▸ Tasks to carry out:
(1) In the book-publishing article, how large was the advance Simon & Schuster paid Hillary Rodham Clinton for her memoirs?
(2) Copy out the book-publishing article between "By John Maxwell" and "the same way.", inclusive, renaming "Random House" as "Doubleday" throughout.

▸ Excerpted text:
● ● ● ●
INSIDE THE BOOK-PUBLISHING BUSINESS

By John Maxwell

Chicago Tribune, January 14, 2001

For a quick example of the perversity of contemporary publishing, consider Hillary Rodham Clinton's recent book deal: an $8 million advance payment from Simon & Schuster for her memoirs.

For thoughtful, revealing explanations of such megabucks transactions, read two books by veteran publishers who spent much of their careers involved with Random House: Andre Schiffrin's "The Business of Books" and Jason Epstein's "Book Business." While one suspects these men were never chums, they describe the general trends leading to Clinton's windfall the same way.
● ● ● ●
▸ Data records:
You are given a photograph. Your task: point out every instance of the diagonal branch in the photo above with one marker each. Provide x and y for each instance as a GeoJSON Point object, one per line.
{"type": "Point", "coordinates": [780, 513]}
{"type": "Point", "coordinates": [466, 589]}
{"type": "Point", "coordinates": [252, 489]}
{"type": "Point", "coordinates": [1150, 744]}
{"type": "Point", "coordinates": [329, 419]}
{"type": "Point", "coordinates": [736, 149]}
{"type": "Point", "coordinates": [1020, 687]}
● ● ● ●
▸ Outputs in order:
(1) $8 million

(2)
By John Maxwell

Chicago Tribune, January 14, 2001

For a quick example of the perversity of contemporary publishing, consider Hillary Rodham Clinton's recent book deal: an $8 million advance payment from Simon & Schuster for her memoirs.

For thoughtful, revealing explanations of such megabucks transactions, read two books by veteran publishers who spent much of their careers involved with Doubleday: Andre Schiffrin's "The Business of Books" and Jason Epstein's "Book Business." While one suspects these men were never chums, they describe the general trends leading to Clinton's windfall the same way.